(Dataset entries)

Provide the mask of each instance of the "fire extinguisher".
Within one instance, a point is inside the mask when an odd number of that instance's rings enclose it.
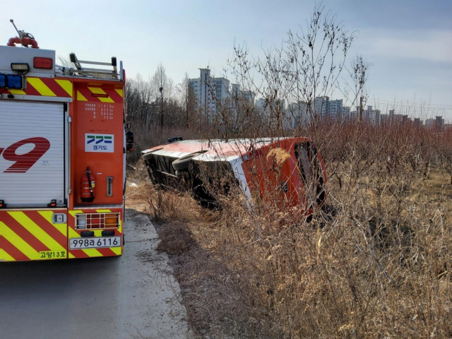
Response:
[[[86,167],[86,170],[82,177],[80,197],[83,203],[92,203],[94,201],[95,195],[95,178],[90,167]]]

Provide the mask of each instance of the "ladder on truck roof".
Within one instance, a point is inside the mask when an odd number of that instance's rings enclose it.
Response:
[[[71,53],[69,54],[69,58],[71,59],[71,62],[74,64],[76,68],[62,68],[62,69],[60,70],[64,74],[93,78],[111,78],[114,79],[122,79],[122,61],[120,61],[121,71],[119,72],[119,73],[118,73],[116,56],[112,57],[111,64],[108,62],[97,62],[78,60],[75,53]],[[88,69],[87,67],[83,67],[81,65],[82,64],[98,66],[113,66],[113,69],[110,71],[105,69]]]

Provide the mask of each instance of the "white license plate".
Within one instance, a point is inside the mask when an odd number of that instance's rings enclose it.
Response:
[[[69,249],[121,246],[121,237],[93,237],[69,239]]]

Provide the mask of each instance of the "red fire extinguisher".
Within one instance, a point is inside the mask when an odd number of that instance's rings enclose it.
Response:
[[[90,171],[90,167],[86,167],[86,170],[82,177],[80,197],[83,203],[92,203],[94,201],[95,196],[95,179],[94,174]]]

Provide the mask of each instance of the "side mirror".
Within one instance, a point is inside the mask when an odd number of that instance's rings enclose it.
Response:
[[[130,123],[129,123],[130,124]],[[130,131],[127,131],[126,132],[126,148],[127,148],[127,152],[133,152],[133,133]]]
[[[133,133],[128,131],[126,133],[126,143],[133,143]]]

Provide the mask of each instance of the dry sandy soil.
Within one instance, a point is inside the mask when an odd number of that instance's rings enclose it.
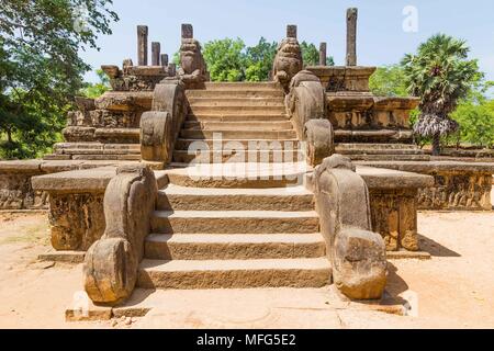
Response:
[[[494,328],[494,212],[419,214],[433,259],[390,262],[388,292],[414,306],[396,316],[345,304],[328,288],[161,291],[136,304],[145,317],[66,322],[81,265],[37,261],[48,250],[46,214],[0,213],[0,328]]]

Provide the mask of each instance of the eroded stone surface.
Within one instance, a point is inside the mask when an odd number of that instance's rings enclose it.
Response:
[[[334,155],[315,170],[316,208],[336,286],[353,299],[380,298],[386,282],[385,245],[370,231],[369,193],[350,159]]]

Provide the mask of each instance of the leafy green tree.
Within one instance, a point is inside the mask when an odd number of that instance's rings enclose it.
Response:
[[[458,129],[450,118],[481,73],[476,60],[469,60],[469,47],[461,39],[437,34],[402,60],[408,91],[420,98],[415,132],[433,138],[433,155],[440,155],[440,137]]]
[[[245,43],[240,38],[224,38],[204,44],[204,60],[212,81],[240,81],[245,79]]]
[[[458,122],[459,141],[481,147],[494,147],[494,100],[485,93],[492,82],[486,82],[480,89],[473,90],[463,99],[451,118]]]
[[[314,44],[302,42],[300,43],[300,48],[302,50],[304,66],[319,65],[319,50]],[[333,56],[326,58],[326,66],[335,66]]]
[[[97,83],[85,83],[85,87],[80,91],[80,94],[86,98],[96,99],[111,90],[110,79],[102,69],[97,69],[96,73],[100,80]]]
[[[272,63],[277,55],[276,42],[268,43],[261,37],[256,46],[247,47],[245,79],[247,81],[265,81],[269,79]]]
[[[379,67],[369,79],[369,88],[378,97],[408,97],[405,71],[400,65]]]
[[[1,157],[37,157],[57,140],[90,69],[79,49],[98,48],[117,15],[111,0],[0,2]]]

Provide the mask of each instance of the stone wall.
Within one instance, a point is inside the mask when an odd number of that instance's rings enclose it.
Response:
[[[447,161],[358,161],[359,165],[422,173],[434,184],[419,189],[418,210],[492,211],[494,163]]]
[[[373,189],[369,193],[372,230],[382,235],[386,250],[418,251],[417,189]]]
[[[419,210],[491,211],[491,173],[438,173],[435,186],[418,193]]]
[[[31,186],[31,178],[40,174],[0,173],[0,210],[46,210],[47,194]]]
[[[52,246],[57,251],[86,251],[104,233],[104,193],[49,196]]]

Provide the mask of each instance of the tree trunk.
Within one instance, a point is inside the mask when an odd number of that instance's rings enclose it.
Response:
[[[9,144],[12,144],[12,131],[10,128],[7,129],[7,139]]]
[[[433,156],[441,155],[441,136],[436,134],[433,136]]]

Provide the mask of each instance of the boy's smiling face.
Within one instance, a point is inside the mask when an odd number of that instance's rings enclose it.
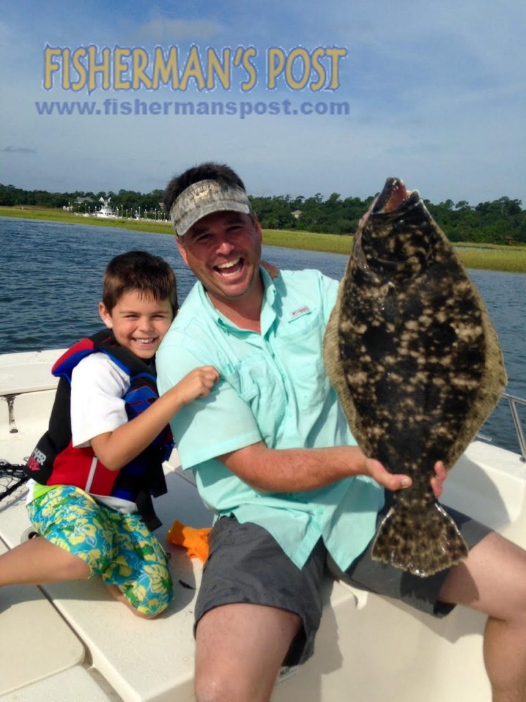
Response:
[[[124,348],[144,360],[153,358],[173,319],[170,300],[138,290],[125,293],[109,312],[99,303],[100,318]]]

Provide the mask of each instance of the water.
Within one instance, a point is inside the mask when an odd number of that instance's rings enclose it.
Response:
[[[0,218],[0,353],[61,348],[100,328],[98,303],[108,261],[145,249],[175,271],[180,302],[194,284],[173,237],[109,227]],[[346,256],[264,246],[283,269],[318,268],[340,278]],[[470,271],[499,334],[508,373],[507,392],[526,397],[526,274]],[[507,403],[501,402],[481,432],[518,451]]]

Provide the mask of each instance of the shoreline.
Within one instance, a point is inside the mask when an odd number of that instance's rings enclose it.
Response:
[[[170,223],[154,220],[103,219],[95,216],[74,215],[60,210],[36,207],[0,206],[0,217],[11,217],[60,224],[83,224],[95,227],[114,227],[130,232],[173,234]],[[288,230],[263,230],[263,244],[269,246],[341,253],[349,256],[353,237],[346,234],[316,234]],[[455,251],[468,268],[526,273],[526,246],[454,242]]]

> _Aim of the exercise_
Count the lines in the entries above that contain the string "extinguisher", treating uppercase and lowercase as different. Give only the number.

> _Solution to this exercise_
2